* [Work request A]
List every person named in the excerpt on Iran and Egypt below.
* [Work request B]
Using the excerpt on Iran and Egypt below, decide whether each statement is true. Answer yes or no, and quote the words from the excerpt that settle it.
(i) The Tehran street whose name was changed honored the man who assassinated Sadat.
(ii) Mustafa Bakri is described as an Egyptian scholar and expert on Iran.
(iii) Ahmadinejad made his remark about the new ambassador on Egyptian television.

* [Text excerpt]
Iran also blamed Egypt for supporting its enemy during the eight-year Iran-Iraq war.

But last week, Ahmadinejad told Iranian television that if Egypt decided to restore full diplomatic ties, he would "put the new Iranian ambassador on the next plane to Cairo".

Street name changed

Iran also caved in to Egyptian demands and recently changed the name of a Tehran street honouring Khaled el-Islamboli, the man who assassinated Sadat.

Fahmy Howeidy, an Egyptian scholar and expert on Iran, believes recent conflicts, including the Iraq war, have elevated Tehran's importance in the region.

"For one, no one can talk about the Iraqi file without mentioning Iran. Iran is also involved in the Lebanese and Afghani files and it has connections with the Syrians, the Palestinians. Thus, if anyone wants to reach a settlement in the region, he should approach Iran," he told Al Jazeera.

Mustafa Bakri, an Egyptian MP and opposition journalist, agrees.

He said: "In the coming period, Iran will play a significant role in the Gulf regional security, perhaps even with the undeclared consent of the international powers.

"At the same time, the Gulf countries would seek to assure Iran that their lands will not be a base from which any war against it will be launched."

Mohammad Ali Hosseini, Iran's foreign ministry spokesman, earlier said that existing relations between Iran and its Arab neighbours should be strengthened.

He said: "We believe the stronger the ties get, the more stability, peace and security the Persian Gulf region will enjoy and that is a crucial necessity needed by both Iran and its neighbours in the region."

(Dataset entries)

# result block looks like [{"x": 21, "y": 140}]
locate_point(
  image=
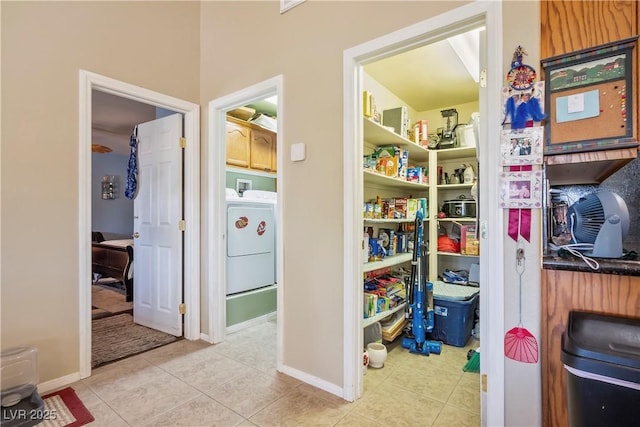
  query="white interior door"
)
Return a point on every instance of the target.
[{"x": 157, "y": 273}]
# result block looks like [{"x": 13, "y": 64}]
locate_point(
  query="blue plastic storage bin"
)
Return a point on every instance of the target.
[{"x": 453, "y": 320}]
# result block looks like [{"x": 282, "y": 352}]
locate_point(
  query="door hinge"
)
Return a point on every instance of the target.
[{"x": 483, "y": 78}]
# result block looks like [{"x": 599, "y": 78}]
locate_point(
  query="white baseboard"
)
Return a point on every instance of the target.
[
  {"x": 251, "y": 322},
  {"x": 314, "y": 381},
  {"x": 57, "y": 383}
]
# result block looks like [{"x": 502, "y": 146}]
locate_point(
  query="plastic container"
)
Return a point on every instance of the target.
[
  {"x": 19, "y": 374},
  {"x": 601, "y": 355},
  {"x": 453, "y": 320},
  {"x": 373, "y": 333}
]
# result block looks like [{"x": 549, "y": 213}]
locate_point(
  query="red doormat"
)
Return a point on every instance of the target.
[{"x": 63, "y": 408}]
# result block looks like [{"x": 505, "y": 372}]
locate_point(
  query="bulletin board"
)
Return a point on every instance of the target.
[
  {"x": 589, "y": 99},
  {"x": 609, "y": 123}
]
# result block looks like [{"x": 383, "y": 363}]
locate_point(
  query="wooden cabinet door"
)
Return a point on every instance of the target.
[
  {"x": 262, "y": 143},
  {"x": 238, "y": 145},
  {"x": 274, "y": 152}
]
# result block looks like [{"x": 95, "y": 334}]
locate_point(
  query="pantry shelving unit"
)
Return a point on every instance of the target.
[
  {"x": 448, "y": 160},
  {"x": 378, "y": 317},
  {"x": 376, "y": 184}
]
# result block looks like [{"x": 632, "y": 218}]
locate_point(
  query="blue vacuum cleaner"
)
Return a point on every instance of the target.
[{"x": 421, "y": 317}]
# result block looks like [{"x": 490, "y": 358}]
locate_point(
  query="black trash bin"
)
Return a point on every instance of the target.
[{"x": 601, "y": 355}]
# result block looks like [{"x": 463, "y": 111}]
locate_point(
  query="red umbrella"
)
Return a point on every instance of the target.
[{"x": 519, "y": 343}]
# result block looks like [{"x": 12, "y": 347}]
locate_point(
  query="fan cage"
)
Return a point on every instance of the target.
[{"x": 589, "y": 217}]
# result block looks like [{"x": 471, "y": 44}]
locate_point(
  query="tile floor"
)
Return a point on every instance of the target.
[{"x": 196, "y": 384}]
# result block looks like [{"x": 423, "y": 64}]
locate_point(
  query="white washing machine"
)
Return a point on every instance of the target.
[{"x": 251, "y": 240}]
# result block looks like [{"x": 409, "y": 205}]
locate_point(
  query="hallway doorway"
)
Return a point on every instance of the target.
[{"x": 88, "y": 83}]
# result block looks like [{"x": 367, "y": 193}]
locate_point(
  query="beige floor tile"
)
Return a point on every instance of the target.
[
  {"x": 303, "y": 407},
  {"x": 451, "y": 416},
  {"x": 178, "y": 353},
  {"x": 352, "y": 420},
  {"x": 206, "y": 373},
  {"x": 466, "y": 396},
  {"x": 252, "y": 391},
  {"x": 398, "y": 407},
  {"x": 139, "y": 404},
  {"x": 428, "y": 383},
  {"x": 104, "y": 416},
  {"x": 201, "y": 411},
  {"x": 233, "y": 384},
  {"x": 113, "y": 380}
]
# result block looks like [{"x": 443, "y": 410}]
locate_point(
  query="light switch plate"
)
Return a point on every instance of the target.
[{"x": 298, "y": 152}]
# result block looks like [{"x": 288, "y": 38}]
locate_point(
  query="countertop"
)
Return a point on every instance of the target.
[{"x": 621, "y": 267}]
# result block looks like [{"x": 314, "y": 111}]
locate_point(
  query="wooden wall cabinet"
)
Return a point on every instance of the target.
[
  {"x": 262, "y": 150},
  {"x": 562, "y": 292},
  {"x": 250, "y": 146},
  {"x": 568, "y": 26},
  {"x": 238, "y": 145}
]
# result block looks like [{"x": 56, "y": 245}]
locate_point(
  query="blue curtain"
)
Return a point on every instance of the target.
[{"x": 132, "y": 169}]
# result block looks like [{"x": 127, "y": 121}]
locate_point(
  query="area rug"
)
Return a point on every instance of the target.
[
  {"x": 107, "y": 301},
  {"x": 116, "y": 337},
  {"x": 64, "y": 408}
]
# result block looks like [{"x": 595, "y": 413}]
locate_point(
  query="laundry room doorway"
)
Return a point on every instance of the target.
[
  {"x": 244, "y": 248},
  {"x": 358, "y": 128}
]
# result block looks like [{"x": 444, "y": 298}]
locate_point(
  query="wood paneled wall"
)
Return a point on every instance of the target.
[
  {"x": 562, "y": 292},
  {"x": 567, "y": 26}
]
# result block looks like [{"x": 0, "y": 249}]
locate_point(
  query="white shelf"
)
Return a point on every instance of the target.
[
  {"x": 387, "y": 220},
  {"x": 452, "y": 219},
  {"x": 378, "y": 317},
  {"x": 456, "y": 153},
  {"x": 372, "y": 177},
  {"x": 457, "y": 254},
  {"x": 453, "y": 186},
  {"x": 387, "y": 262},
  {"x": 380, "y": 135}
]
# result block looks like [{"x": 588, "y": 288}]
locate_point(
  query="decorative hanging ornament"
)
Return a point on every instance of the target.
[{"x": 521, "y": 76}]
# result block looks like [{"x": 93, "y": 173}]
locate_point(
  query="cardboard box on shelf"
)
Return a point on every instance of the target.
[
  {"x": 469, "y": 243},
  {"x": 401, "y": 208}
]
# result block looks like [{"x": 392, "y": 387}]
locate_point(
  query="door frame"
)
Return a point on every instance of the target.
[
  {"x": 216, "y": 275},
  {"x": 88, "y": 81},
  {"x": 491, "y": 218}
]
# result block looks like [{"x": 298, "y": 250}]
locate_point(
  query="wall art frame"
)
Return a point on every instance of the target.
[
  {"x": 521, "y": 146},
  {"x": 589, "y": 99},
  {"x": 521, "y": 189}
]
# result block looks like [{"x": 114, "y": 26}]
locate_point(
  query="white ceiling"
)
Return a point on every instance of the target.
[
  {"x": 113, "y": 119},
  {"x": 425, "y": 78}
]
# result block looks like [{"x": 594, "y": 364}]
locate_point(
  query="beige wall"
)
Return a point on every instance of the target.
[
  {"x": 305, "y": 45},
  {"x": 154, "y": 45},
  {"x": 221, "y": 47}
]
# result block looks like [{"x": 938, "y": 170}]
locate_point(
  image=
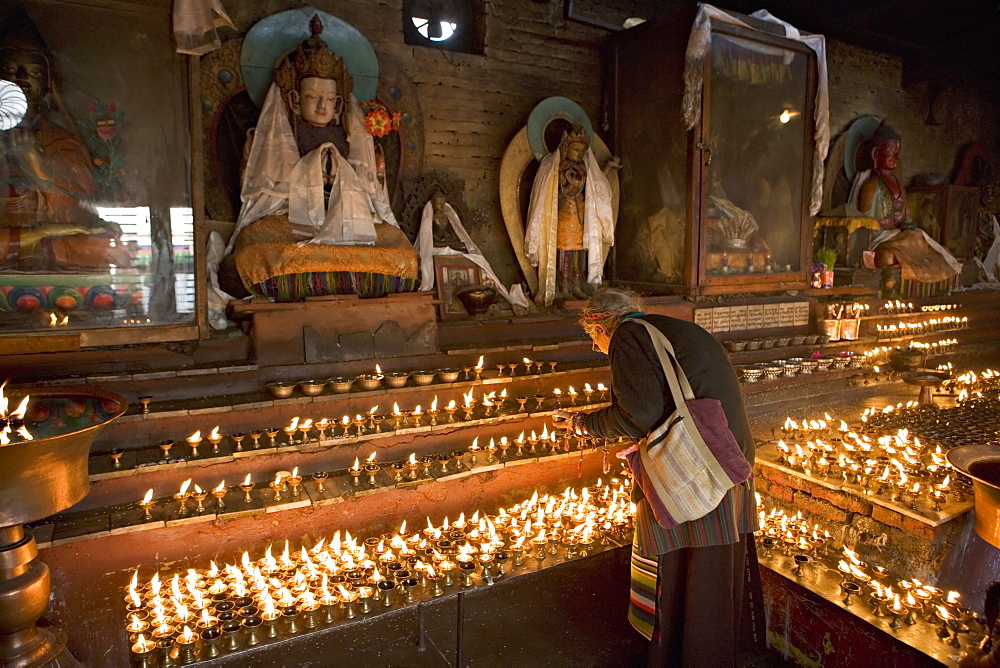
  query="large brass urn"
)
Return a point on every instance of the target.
[{"x": 43, "y": 459}]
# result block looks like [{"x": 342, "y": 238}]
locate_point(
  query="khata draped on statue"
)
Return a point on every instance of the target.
[
  {"x": 877, "y": 193},
  {"x": 312, "y": 199},
  {"x": 569, "y": 219},
  {"x": 442, "y": 233}
]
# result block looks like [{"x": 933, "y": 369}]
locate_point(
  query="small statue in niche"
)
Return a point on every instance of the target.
[
  {"x": 46, "y": 173},
  {"x": 878, "y": 194},
  {"x": 442, "y": 233},
  {"x": 569, "y": 217},
  {"x": 311, "y": 188}
]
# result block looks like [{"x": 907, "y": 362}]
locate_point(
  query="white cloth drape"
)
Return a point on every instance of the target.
[
  {"x": 991, "y": 265},
  {"x": 543, "y": 216},
  {"x": 195, "y": 24},
  {"x": 426, "y": 250},
  {"x": 277, "y": 181},
  {"x": 698, "y": 47}
]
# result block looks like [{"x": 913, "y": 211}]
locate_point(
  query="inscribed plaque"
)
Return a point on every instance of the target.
[
  {"x": 786, "y": 314},
  {"x": 737, "y": 318},
  {"x": 772, "y": 316}
]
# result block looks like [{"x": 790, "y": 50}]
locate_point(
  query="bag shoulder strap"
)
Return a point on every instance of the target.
[{"x": 680, "y": 388}]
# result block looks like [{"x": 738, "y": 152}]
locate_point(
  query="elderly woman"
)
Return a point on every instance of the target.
[{"x": 696, "y": 587}]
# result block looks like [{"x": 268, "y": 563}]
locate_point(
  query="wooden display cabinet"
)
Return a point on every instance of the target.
[{"x": 723, "y": 207}]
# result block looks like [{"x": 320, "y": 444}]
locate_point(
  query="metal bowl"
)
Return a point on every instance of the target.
[
  {"x": 311, "y": 388},
  {"x": 422, "y": 377},
  {"x": 280, "y": 389},
  {"x": 369, "y": 381},
  {"x": 448, "y": 375},
  {"x": 396, "y": 378},
  {"x": 808, "y": 366},
  {"x": 340, "y": 384}
]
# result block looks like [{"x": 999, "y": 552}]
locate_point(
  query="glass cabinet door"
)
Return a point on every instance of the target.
[
  {"x": 96, "y": 224},
  {"x": 755, "y": 161}
]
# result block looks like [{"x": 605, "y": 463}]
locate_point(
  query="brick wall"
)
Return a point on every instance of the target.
[
  {"x": 474, "y": 105},
  {"x": 867, "y": 82}
]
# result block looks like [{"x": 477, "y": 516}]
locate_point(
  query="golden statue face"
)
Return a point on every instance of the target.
[
  {"x": 27, "y": 70},
  {"x": 319, "y": 103},
  {"x": 575, "y": 150}
]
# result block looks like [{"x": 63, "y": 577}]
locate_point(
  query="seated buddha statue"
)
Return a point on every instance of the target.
[
  {"x": 312, "y": 200},
  {"x": 46, "y": 175},
  {"x": 878, "y": 194}
]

* [Written answer A]
- Ahmadinejad
- Sadat
- Khaled el-Islamboli
- Fahmy Howeidy
- Mustafa Bakri
- Mohammad Ali Hosseini

* [Written answer B]
(i) Yes: "changed the name of a Tehran street honouring Khaled el-Islamboli, the man who assassinated Sadat."
(ii) No: "Mustafa Bakri, an Egyptian MP and opposition journalist"
(iii) No: "Ahmadinejad told Iranian television"